▶ **SET OF TASKS**
A. According to the text on postoperative echocardiography in LVAD patients, what proportion of patients present with some degree of RV dysfunction after surgery?
B. In the text on postoperative echocardiography in LVAD patients, write out the passage from "4.1. Postoperative Evaluation" up to and including "LVEF become invalid.", changing "decompression" to "unloading".
C. Write the next part of the text on postoperative echocardiography in LVAD patients, starting after its final sentence.

▶ **PAGE TEXT**
------------------------------------------------------------
4. Postoperative Value of Echocardiography in LVAD Patients
Postsurgical TTE evaluation is performed for two main purposes: (1) to evaluate the surgical results of the LVAD implantation; (2) to determine reasons for postoperative hemodynamic compromises. Specifically, important routine postoperative imaging concerns include the following: (1) overall structure and function of left heart chambers; (2) quantification of RV function and TR; (3) proper inflow and outflow cannula placement.
4.1. Postoperative Evaluation of Left Heart Chambers
After LVAD insertion, the LV and the LA are unloaded with a reduction in their size . Neutral or slight leftward interventricular and interatrial septa position indicates adequate LV and LA decompression (Figure 2). This appearance should persist throughout the subsequent examinations. If the LV is not decompressed after LVAD implantation, a rightward septum shift can be seen and suspicion of insufficient device ejection, or cannula obstruction should be immediately raised. In contrast, extreme leftward septal shift may indicate excessive decompression due to high pump RPM, significant tricuspid regurgitation, or RV dysfunction. Because LVAD promotes nonphysiological LV unloading, common parameters for LV function assessment such as LVEF become invalid.
4.2. Right Ventricular Function and TR
Up to one-third of patients will present with variable degrees of RV dysfunction following surgery . This stresses the importance of a thorough re-examination of RV function and TR severity after LVAD insertion. The postoperative examination should follow the same protocol described in the pre-LVAD examination section. Once identified echocardiographically, TR severity should be assessed during pump flow adjustments. Such adjustments lead not only to the reduction of the TR but can also improve RV function. As part of the integrated estimation of right heart function, mean pulmonary pressure should be estimated using the mean of peak systolic tricuspid regurgitation velocity in end expiration. The right atrial pressure (RAP) should be estimated by the inferior vena cava diameter and its response to inspiration as described .
------------------------------------------------------------
[Referring expression data]
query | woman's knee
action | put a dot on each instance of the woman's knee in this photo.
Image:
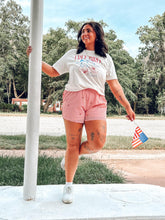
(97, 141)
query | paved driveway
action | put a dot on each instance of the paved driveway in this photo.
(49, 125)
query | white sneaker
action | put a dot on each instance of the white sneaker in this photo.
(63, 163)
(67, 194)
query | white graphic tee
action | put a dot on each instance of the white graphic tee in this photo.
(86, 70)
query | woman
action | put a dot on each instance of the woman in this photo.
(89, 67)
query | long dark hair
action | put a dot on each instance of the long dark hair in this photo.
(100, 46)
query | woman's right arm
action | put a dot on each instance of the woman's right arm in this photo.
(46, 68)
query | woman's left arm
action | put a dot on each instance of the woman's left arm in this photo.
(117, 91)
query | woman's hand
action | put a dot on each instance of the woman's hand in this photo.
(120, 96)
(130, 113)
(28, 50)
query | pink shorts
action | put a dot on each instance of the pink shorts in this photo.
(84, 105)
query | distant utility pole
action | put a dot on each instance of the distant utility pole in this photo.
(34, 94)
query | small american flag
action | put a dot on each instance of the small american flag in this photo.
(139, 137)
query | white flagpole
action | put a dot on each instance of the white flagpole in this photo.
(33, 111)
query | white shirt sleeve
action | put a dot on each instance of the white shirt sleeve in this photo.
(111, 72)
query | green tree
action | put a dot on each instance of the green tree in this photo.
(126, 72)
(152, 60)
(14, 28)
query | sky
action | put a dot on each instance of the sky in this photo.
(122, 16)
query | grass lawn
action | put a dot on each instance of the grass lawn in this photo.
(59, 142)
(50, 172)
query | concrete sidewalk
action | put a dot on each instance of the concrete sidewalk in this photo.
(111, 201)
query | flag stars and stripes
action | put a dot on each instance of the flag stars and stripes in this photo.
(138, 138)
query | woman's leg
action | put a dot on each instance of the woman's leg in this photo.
------------------------------------------------------------
▶ **ANSWERS PROVIDED**
A. Up to one-third of patients.

B.
4.1. Postoperative Evaluation of Left Heart Chambers
After LVAD insertion, the LV and the LA are unloaded with a reduction in their size . Neutral or slight leftward interventricular and interatrial septa position indicates adequate LV and LA unloading (Figure 2). This appearance should persist throughout the subsequent examinations. If the LV is not decompressed after LVAD implantation, a rightward septum shift can be seen and suspicion of insufficient device ejection, or cannula obstruction should be immediately raised. In contrast, extreme leftward septal shift may indicate excessive unloading due to high pump RPM, significant tricuspid regurgitation, or RV dysfunction. Because LVAD promotes nonphysiological LV unloading, common parameters for LV function assessment such as LVEF become invalid.

C.
4.3. Assessment of Aortic and Mitral Regurgitation Severity
Estimation of AR severity should be part of every TTE evaluation as it may deteriorate secondary to the closed aortic valve encountering high retrograde pressure gradient, continued throughout the cardiac cycle. The most commonly used methods are visual estimation by color Doppler, the ratio of AR jet area to the short axis area of the LVOT at the level of the aortic annulus, and the width of the regurgitant jet at its origin relative to the dimension of the LVOT in the parasternal long axis view. For mitral regurgitation (MR), in a normally functioning LVAD system, functional MR is expected to decrease significantly. When MR persists, a thorough evaluation of its cause should be performed. In our experience, functional MR “begets” functional MR just as in patients without LVAD. Suboptimal LVAD RPM setting results in increased LV dimension, mitral valve tenting, significant mitral regurgitation, and volume overload of left ventricle, culminating in increasing LV diameter and deteriorating functional MR (Figure 3). Whenever significant functional MR is encountered, a trial of increasing RPM under echocardiographic guidance should be tried.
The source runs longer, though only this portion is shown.